- _SHORT TASK 1_: Find every line in the records that contains the string "steel". Case counts.

- _SOURCE EXCERPT_:
####

How Iran Is Changing The World Before Our Eyes

Every now and then I like to drift away from my usual topic of the evils of religion and touch on important political events. Well, it seems the time has certainly come to step away from talk of religion once again. I've said again and again that the importance of what is happening in Iran right now simply can not be overstated. It is likely to be viewed as one of the most important events of this generation for many reasons. I'd like to take a moment to discuss exactly why I feel these events are so important.

The Birth Of True Democracy In The Middle East

A revolution can be neither made nor stopped. The only thing that can be done is for one of several of its children to give it a direction by dint of victories. Napoleon Bonaparte

The thing that George W. Bush and his cronies never seemed to understand is that you can not impose democracy on people. Democracy is kind of like quitting smoking or any other drug or vice - it won't work unless *YOU* really want it. It takes hard work and effort to put in place and even more work to defend from those who look to undermine it at every turn. If the group in question is not ready and willing to fight and die for their freedom then it will never last - if it's ever even really in place to begin with.

That's not what is happening in Iran though. This isn't a foreign body stepping in and trying to impose their will on another country. This is a people deciding for themselves that enough is enough, that they will not allow their voices to be silenced. They want this for themselves and are now repeating what American colonists did in 1775 and the French in 1789. They are taking their country back, refusing to allow their corrupt government to enforce it's will.

If democracy is ever really going to take root in the Middle East, this is what it needs. The ripple effect of an influential Middle Eastern nation stepping up and demanding freedom by themselves, without Western intervention, would be immeasurable. Going into a nation, ousting the current regime, and installing your own form of government tastes too much like occupation. It is not a means that can be used to spread freedom. Freedom must spread itself as it is in Iran and it acts as a wave, once it has garnered sufficient momentum nothing can stop it.

####

- _LISTING_:

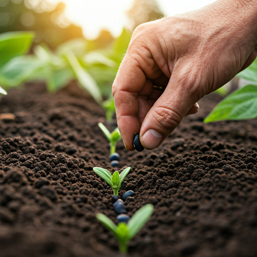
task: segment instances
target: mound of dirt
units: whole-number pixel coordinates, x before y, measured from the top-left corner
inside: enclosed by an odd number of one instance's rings
[[[203,123],[220,99],[203,98],[158,149],[118,144],[116,170],[132,167],[119,192],[135,192],[128,214],[154,206],[129,255],[257,256],[257,120]],[[92,169],[115,170],[104,111],[74,84],[49,94],[38,84],[9,91],[0,112],[13,114],[0,119],[1,255],[122,256],[95,218],[116,222],[112,190]]]

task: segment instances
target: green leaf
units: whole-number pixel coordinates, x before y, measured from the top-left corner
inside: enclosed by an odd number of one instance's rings
[[[150,218],[154,211],[154,206],[152,204],[146,204],[141,208],[128,221],[128,240],[131,240],[140,230]]]
[[[116,40],[114,45],[114,52],[121,62],[128,47],[132,34],[123,29],[120,36]]]
[[[257,83],[257,58],[249,67],[241,71],[236,76]]]
[[[131,170],[131,168],[130,167],[128,167],[126,168],[121,173],[119,174],[119,182],[118,185],[118,188],[119,189],[120,186],[121,185],[121,183],[123,182],[124,179],[126,177],[126,176],[127,175],[130,171]]]
[[[35,34],[32,32],[7,32],[0,35],[0,67],[12,58],[26,54]]]
[[[101,92],[95,80],[83,68],[76,55],[71,51],[68,51],[65,56],[80,85],[91,94],[96,102],[101,102]]]
[[[224,96],[227,94],[227,89],[224,86],[218,88],[216,90],[214,91],[213,93],[216,93],[221,96]]]
[[[5,94],[5,95],[7,94],[7,92],[5,89],[4,89],[4,88],[2,88],[1,86],[0,86],[0,94]]]
[[[121,222],[118,224],[118,227],[116,230],[116,233],[118,237],[118,240],[122,243],[127,243],[127,235],[128,228],[126,224]]]
[[[110,142],[111,141],[111,136],[108,128],[101,122],[98,123],[98,126],[106,137],[107,139],[108,139],[109,142]]]
[[[207,116],[205,122],[257,117],[257,86],[247,85],[221,101]]]
[[[110,186],[113,186],[111,182],[111,173],[108,170],[97,167],[93,168],[93,170]]]
[[[56,49],[58,55],[72,51],[77,56],[83,56],[87,51],[87,42],[84,38],[72,39],[60,45]]]
[[[119,174],[118,171],[115,171],[112,174],[111,181],[115,186],[117,186],[118,185],[118,182],[119,181]]]
[[[41,68],[41,62],[33,56],[17,56],[10,60],[1,69],[0,81],[3,86],[17,86],[29,80]]]
[[[111,219],[102,213],[97,213],[96,218],[116,236],[117,226]]]
[[[91,51],[85,54],[83,57],[83,61],[85,65],[94,65],[101,64],[106,66],[115,67],[116,63],[101,53]]]
[[[110,135],[112,142],[117,143],[121,139],[121,136],[117,127],[111,133]]]

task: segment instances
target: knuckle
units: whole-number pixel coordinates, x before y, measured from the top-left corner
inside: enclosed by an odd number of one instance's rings
[[[154,117],[161,128],[165,130],[175,128],[182,119],[177,112],[164,106],[156,108],[154,113]]]

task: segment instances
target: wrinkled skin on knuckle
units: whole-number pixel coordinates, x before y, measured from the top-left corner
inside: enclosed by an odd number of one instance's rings
[[[181,117],[178,112],[167,107],[157,108],[153,113],[154,118],[162,130],[172,131],[181,121]]]

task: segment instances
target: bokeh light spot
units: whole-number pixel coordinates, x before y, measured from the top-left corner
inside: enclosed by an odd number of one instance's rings
[[[54,30],[49,29],[44,32],[44,39],[47,42],[52,42],[56,39],[57,37],[57,35]]]
[[[4,27],[8,25],[10,20],[10,17],[6,13],[0,13],[0,26]]]
[[[22,3],[23,1],[23,0],[11,0],[11,1],[14,4],[16,4],[17,5],[18,5],[19,4],[21,4],[21,3]]]
[[[6,7],[9,4],[10,0],[0,0],[0,7]]]
[[[36,23],[36,17],[31,13],[24,13],[21,17],[21,22],[25,27],[31,27]]]

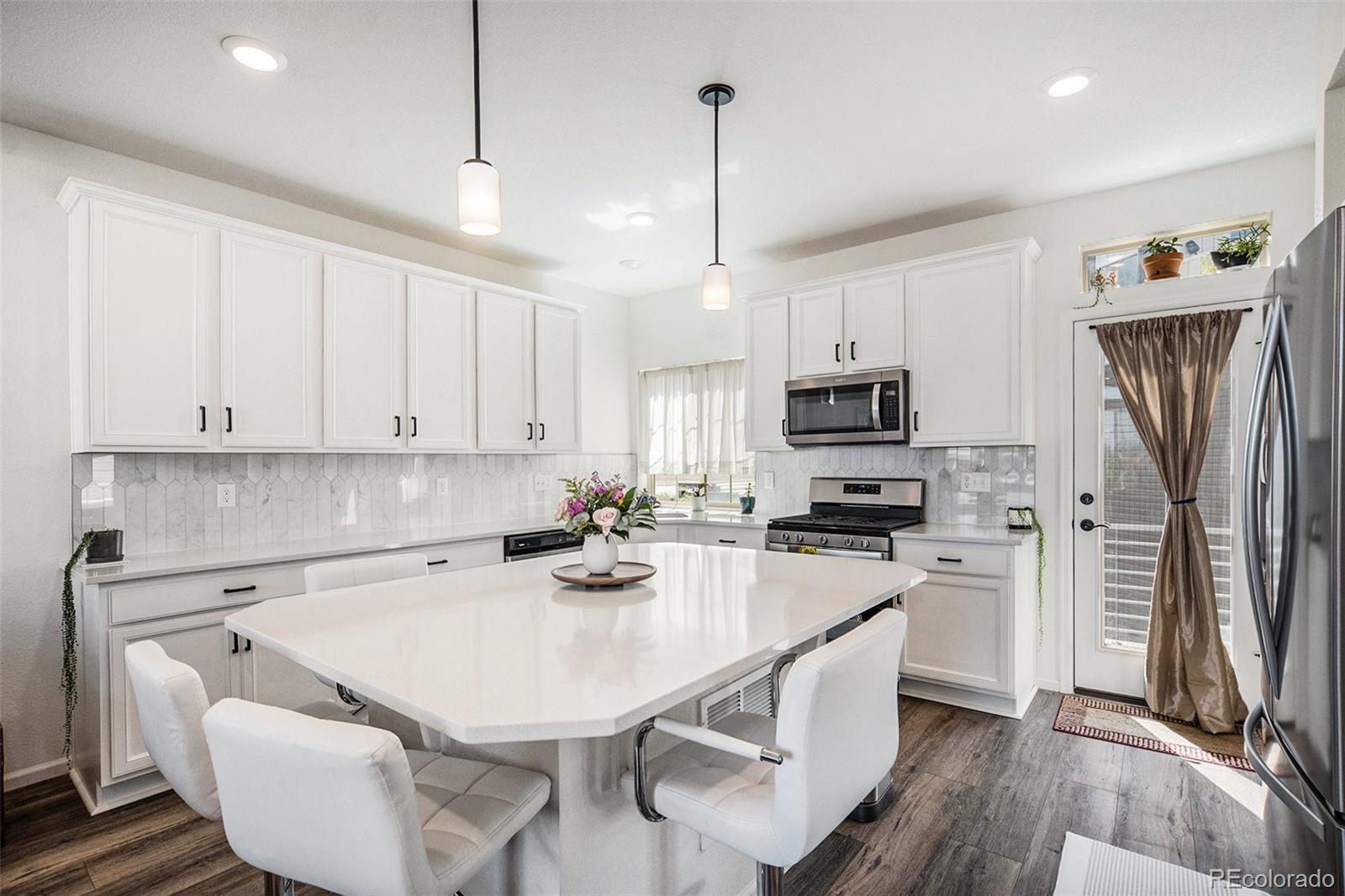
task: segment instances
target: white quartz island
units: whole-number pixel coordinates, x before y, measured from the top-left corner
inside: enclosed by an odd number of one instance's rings
[[[551,803],[468,896],[740,892],[753,865],[644,822],[620,774],[632,728],[694,718],[694,698],[924,580],[900,562],[699,545],[625,545],[658,574],[562,585],[576,557],[264,601],[229,630],[447,732],[448,752],[551,776]],[[893,670],[896,674],[896,670]]]

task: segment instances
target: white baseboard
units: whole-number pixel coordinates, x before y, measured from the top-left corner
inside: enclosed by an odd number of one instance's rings
[[[62,756],[61,759],[52,759],[51,761],[38,763],[36,766],[28,766],[27,768],[8,772],[4,776],[4,788],[19,790],[20,787],[27,787],[28,784],[36,784],[39,780],[59,778],[65,774],[66,759]]]

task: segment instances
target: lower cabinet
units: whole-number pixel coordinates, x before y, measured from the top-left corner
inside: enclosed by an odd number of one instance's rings
[[[901,693],[1022,718],[1037,690],[1030,550],[898,538],[896,558],[928,572],[897,597],[908,618]]]

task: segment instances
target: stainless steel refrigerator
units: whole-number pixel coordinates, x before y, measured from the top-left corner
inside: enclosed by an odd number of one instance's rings
[[[1259,870],[1287,876],[1258,885],[1284,893],[1345,893],[1342,241],[1345,206],[1275,268],[1243,459],[1243,537],[1262,661],[1262,702],[1244,735],[1247,759],[1270,788],[1270,868]]]

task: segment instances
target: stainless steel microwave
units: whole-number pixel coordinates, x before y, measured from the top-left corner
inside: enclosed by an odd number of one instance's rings
[[[907,441],[911,375],[901,367],[791,379],[784,440],[791,445]]]

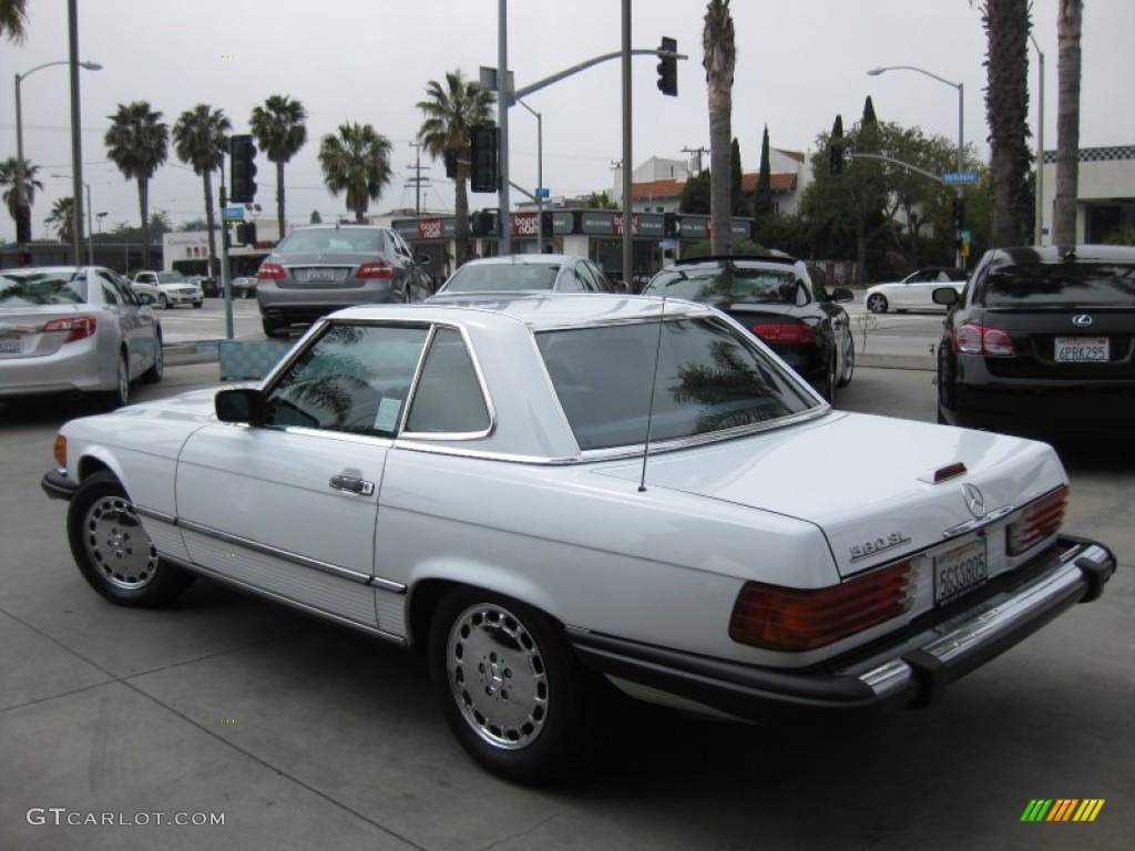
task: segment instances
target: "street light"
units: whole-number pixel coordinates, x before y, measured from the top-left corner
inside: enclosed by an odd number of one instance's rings
[[[885,67],[882,67],[882,68],[872,68],[869,71],[867,71],[867,74],[871,75],[872,77],[877,77],[880,74],[883,74],[883,73],[889,71],[889,70],[913,70],[913,71],[917,71],[918,74],[923,74],[923,75],[930,77],[931,79],[936,79],[939,83],[943,83],[944,85],[948,85],[948,86],[951,86],[951,87],[958,90],[958,171],[961,171],[961,169],[964,167],[962,160],[965,159],[965,109],[964,109],[964,92],[965,92],[965,87],[964,87],[964,85],[961,83],[955,83],[953,81],[947,79],[945,77],[940,77],[936,74],[931,74],[928,70],[926,70],[924,68],[916,68],[913,65],[890,65],[890,66],[885,66]],[[957,186],[956,194],[957,194],[958,199],[961,199],[961,197],[965,196],[965,193],[962,192],[960,184]],[[955,236],[955,239],[958,241],[958,244],[960,245],[960,242],[961,242],[961,230],[960,230],[960,228],[957,230],[957,233],[955,233],[953,236]],[[955,262],[955,266],[957,266],[959,269],[964,268],[962,258],[961,258],[961,248],[960,247],[955,252],[953,262]]]
[[[51,176],[61,177],[66,179],[72,178],[72,175],[51,175]],[[86,220],[91,221],[91,184],[86,183],[85,180],[81,180],[79,183],[82,183],[83,188],[86,189]],[[82,208],[79,208],[79,210],[81,210],[79,214],[82,216]],[[106,214],[106,213],[100,213],[100,214]],[[86,264],[94,266],[94,235],[91,233],[87,233],[86,235]]]
[[[57,59],[53,62],[37,65],[32,70],[16,75],[16,210],[27,207],[27,196],[24,192],[24,113],[19,100],[19,84],[25,77],[30,77],[41,68],[50,68],[52,65],[70,65],[69,59]],[[79,66],[87,70],[102,70],[98,62],[79,62]]]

####

- _SHORT TASK 2_: List the actions that the article on Iran says taste too much like occupation.

- _FINAL ANSWER 1_:
target: stainless steel refrigerator
target: stainless steel microwave

- _FINAL ANSWER 2_:
- Going into a nation
- Ousting the current regime
- Installing your own form of government